[PROVIDED PASSAGE]
Yet while we persistently focus inward to accomplish these things, we absolutely must keep our attention directed to our external praxis, because the work is not about us. It is about Black and Brown people, and reducing the white harm they endure. We aren’t working in order to improve ourselves; that is merely the technique, and we can’t ever allow ourselves to forget it.
Lace has also introduced us to the ethics of kind candor and of hesed. Together, these show us that a strong and healthy love is not merely tender, but also demanding. This love requires grace and accountability, together. It urges gentle compassion and frank honesty, atonement and redemption, together. This love tells us that radical acceptance is ours, forever, and that we must do better, always.
This act of joining a dualism manifests an incredible alchemy. The medieval Chinese philosopher Zhou Dunyi conceived of this in the taijitu, the black and white circle westerners call yin-yang, which is literally “the diagram of the supreme ultimate”. The supreme ultimate: the profound power that is generated when we hold two things at once.
The Winter Solstice is December 21st at 10:03 UT. In this moment when all things are possible, I’ll hold that contemplative pause in my own heart. And this Solstice, when I gather its power for the year to come, I’ll be thinking of Lace, the Lace on Race community, and our commitment to directing that power at racism, in ourselves and wherever we find it.

(Stored items)
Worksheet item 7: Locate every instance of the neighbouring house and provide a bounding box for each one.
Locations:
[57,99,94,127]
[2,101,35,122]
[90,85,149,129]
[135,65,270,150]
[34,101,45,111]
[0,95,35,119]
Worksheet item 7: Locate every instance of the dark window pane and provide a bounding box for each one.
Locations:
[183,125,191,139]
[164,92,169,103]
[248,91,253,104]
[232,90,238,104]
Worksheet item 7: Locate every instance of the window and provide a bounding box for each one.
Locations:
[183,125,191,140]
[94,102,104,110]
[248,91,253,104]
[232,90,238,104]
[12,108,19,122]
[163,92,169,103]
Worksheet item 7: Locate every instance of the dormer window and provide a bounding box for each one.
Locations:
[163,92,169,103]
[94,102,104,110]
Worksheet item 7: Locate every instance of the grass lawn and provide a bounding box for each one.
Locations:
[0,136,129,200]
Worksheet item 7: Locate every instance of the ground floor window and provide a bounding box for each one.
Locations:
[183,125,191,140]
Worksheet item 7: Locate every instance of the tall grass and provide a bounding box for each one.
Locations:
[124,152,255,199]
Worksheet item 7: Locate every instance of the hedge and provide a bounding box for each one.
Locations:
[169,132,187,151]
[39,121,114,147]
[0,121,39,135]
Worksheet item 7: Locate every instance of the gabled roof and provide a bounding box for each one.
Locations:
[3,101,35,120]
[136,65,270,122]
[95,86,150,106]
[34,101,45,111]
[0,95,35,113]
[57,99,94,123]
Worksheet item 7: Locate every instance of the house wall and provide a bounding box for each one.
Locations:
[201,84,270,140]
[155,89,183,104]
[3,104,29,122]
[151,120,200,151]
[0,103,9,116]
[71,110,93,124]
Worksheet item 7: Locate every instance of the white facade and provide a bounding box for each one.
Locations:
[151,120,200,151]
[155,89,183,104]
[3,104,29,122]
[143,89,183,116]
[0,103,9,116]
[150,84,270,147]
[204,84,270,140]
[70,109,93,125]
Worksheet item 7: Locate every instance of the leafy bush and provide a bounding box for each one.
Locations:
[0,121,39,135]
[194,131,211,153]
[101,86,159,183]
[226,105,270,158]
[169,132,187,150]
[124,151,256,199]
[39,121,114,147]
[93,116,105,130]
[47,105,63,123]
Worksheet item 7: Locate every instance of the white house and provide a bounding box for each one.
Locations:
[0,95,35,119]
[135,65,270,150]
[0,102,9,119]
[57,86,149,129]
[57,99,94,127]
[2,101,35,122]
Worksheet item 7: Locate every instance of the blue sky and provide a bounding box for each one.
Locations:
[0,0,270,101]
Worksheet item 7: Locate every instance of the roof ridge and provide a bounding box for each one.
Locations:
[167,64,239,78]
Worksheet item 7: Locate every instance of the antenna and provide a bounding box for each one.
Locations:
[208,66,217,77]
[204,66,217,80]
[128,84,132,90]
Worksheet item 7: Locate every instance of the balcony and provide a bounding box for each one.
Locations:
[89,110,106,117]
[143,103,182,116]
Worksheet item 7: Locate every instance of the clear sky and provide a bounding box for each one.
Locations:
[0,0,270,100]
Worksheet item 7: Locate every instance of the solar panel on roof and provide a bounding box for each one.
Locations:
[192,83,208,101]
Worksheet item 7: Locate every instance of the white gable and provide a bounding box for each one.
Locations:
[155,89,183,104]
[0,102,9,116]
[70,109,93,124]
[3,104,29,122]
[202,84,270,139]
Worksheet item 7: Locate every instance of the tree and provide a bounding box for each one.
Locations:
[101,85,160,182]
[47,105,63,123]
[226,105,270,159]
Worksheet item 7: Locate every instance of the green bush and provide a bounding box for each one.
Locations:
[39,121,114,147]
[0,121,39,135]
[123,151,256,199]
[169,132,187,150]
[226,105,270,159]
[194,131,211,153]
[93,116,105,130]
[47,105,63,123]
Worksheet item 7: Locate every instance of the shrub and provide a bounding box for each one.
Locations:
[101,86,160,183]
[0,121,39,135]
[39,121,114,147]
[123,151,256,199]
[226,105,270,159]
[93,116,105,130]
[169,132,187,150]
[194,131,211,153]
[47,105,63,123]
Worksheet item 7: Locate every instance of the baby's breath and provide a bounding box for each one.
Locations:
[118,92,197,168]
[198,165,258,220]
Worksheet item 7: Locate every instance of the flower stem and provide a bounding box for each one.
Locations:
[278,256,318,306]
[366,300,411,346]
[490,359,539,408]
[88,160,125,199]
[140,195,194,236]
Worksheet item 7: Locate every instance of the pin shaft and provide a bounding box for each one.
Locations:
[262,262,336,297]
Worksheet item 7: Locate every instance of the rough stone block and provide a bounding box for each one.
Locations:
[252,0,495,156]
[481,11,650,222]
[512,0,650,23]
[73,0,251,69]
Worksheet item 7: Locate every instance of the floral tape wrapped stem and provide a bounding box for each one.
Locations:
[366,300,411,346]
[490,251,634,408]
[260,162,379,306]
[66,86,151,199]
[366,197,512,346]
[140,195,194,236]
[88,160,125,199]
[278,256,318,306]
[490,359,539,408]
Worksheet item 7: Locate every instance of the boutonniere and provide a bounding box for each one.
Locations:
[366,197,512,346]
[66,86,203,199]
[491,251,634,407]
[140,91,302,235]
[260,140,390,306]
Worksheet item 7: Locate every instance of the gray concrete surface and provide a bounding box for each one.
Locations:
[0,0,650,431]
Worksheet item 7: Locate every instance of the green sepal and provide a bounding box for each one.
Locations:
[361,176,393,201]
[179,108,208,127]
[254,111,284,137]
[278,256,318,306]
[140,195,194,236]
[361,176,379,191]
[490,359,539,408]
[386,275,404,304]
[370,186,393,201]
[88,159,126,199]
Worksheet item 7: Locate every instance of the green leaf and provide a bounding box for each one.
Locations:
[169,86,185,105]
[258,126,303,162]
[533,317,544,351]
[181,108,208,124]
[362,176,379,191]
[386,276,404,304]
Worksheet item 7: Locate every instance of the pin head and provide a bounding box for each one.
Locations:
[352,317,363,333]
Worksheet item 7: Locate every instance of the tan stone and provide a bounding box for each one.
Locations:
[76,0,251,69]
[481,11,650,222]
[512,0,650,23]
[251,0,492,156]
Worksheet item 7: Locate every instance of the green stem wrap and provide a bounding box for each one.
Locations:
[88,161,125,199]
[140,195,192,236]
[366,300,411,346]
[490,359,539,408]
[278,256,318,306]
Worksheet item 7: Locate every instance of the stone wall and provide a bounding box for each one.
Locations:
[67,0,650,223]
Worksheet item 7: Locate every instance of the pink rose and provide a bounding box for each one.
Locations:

[WORK TO COMPLETE]
#1 From the passage, list each pair of qualities that it says this love requires or urges together.
#2 Edit the rows from the line that contains "Worksheet item 7: Locate every instance of the flower" through the line that contains "[0,0,650,431]", replacing "boutonniere" with "lapel flower" and changing nothing else. Return only those lines.
The passage and the rows are separate material with no connection to each other.

[RESULTS FOR EACH TASK]
#1 grace and accountability; gentle compassion and frank honesty; atonement and redemption

#2
Worksheet item 7: Locate every instance of the flower stem and provide a bounding box for each one.
Locations:
[278,256,318,306]
[366,300,411,346]
[490,359,539,408]
[88,160,125,199]
[140,195,194,236]
Worksheet item 7: Locate every instance of the pin shaft and provide a bounding box for each one.
Locations:
[262,262,336,297]
Worksheet item 7: Locate every instance of the rough stone block and provide a bounding box for each one.
Locations:
[252,0,495,156]
[481,11,650,222]
[512,0,650,23]
[73,0,251,69]
Worksheet item 7: Locate every instance of the floral tape wrapped stem and provide a bounding box for each one.
Locations:
[366,300,411,346]
[490,251,634,408]
[260,162,379,306]
[66,86,151,199]
[366,197,512,346]
[140,195,194,236]
[88,160,125,199]
[278,256,318,306]
[490,359,539,408]
Worksheet item 7: Locate every instance of the lapel flower and provide a bounding box for each one.
Locations:
[366,197,512,346]
[66,86,203,199]
[491,251,634,407]
[140,91,302,235]
[260,140,390,306]
Worksheet item 7: Locate every instance of the gray concrete surface and provide a bounding box for each one.
Locations:
[0,0,650,431]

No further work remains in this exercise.